ARTICLE:
Archive for the ‘Content Classification’ Category
As my colleagues inside IBM have known for a over a week, I’ve decided to leave IBM to pursue other professional opportunities. Before I put out some blog posts on my future, I wanted to use this opportunity to look backwards at how far the ECM business has come with respect to discovery and content ananlytics over the last 5 years.
I came to IBM as part of the acquisition of a small enterprise search vendor — iPhrase Technologies. We joined up with a product team inside IBM building a product called “Information Integrator OmniFind Edition” to attack the enterprise search market. Though we were grouped inside the Content Management organization, we really went about our business independently relative to our ECM brethren, focusing on the search solutions, leveraging content analytics technologies for ‘concept searching’.
1 year later, FileNet joined IBM and we began to try to apply our search and discovery technologies to ECM centric business scenarios. As we began to collaborate, one of the first things that struck me about ECM, was the treatment of the documents. In enterprise search, documents were something to be cracked open by definition — how else to search it?
Yet the ECM world had a tendancy to treat a document as an ‘object’ –objects to be handled and managed. It struck me as digital paper shuffling where the expectation that ECM was for readying the document for someone with 2 eyes to read it and use it (and don’t get me wrong, it was challenging paper shuffling — billions of objects, large scale scanning — tough, tough problems).
Within this context we set down a path of applying analytics technologies to ECM. Our first step was to weave IBM’s content classification product within the ECM architecture, applying it to compelling scenarios in email archiving and records management. Next, we brought to market an eDiscovery solution built with analytics at its core. These first two steps were exciting but focused attempts at bringing about a better solution to specific ECM problems with content analytics, especially in the information governance market.
Then last year, IBM brought made generally availabile our Content Analytics platform. This third step is especially gratifying. Content analytics technologies have moved being an isolated technology, separate from ECM to delivering insight about businesses by leveraging the text inside of documents — the insides of these objects.
The embrace and adoption of content analytics is especially gratifying for me personally. Though I had but a small role, the change inside IBM ECM and externally amongst customers, analysts and others is stark relative to when I joined IBM. Content is no longer simply an ‘object’ to be managed — its an asset to be leveraged and this is a striking difference. I am confident that in the coming months and years this will increasingly become the accepted attitude and approach in ECM.

WHAT THE TASK ASKS:
According to the blog post, what small enterprise search vendor did IBM acquire, bringing the writer into the company?

INFORMATION SUPPLIED:

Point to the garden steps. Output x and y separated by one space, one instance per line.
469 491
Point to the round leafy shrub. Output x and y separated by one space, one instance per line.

COMPLETED EXERCISE:
iPhrase Technologies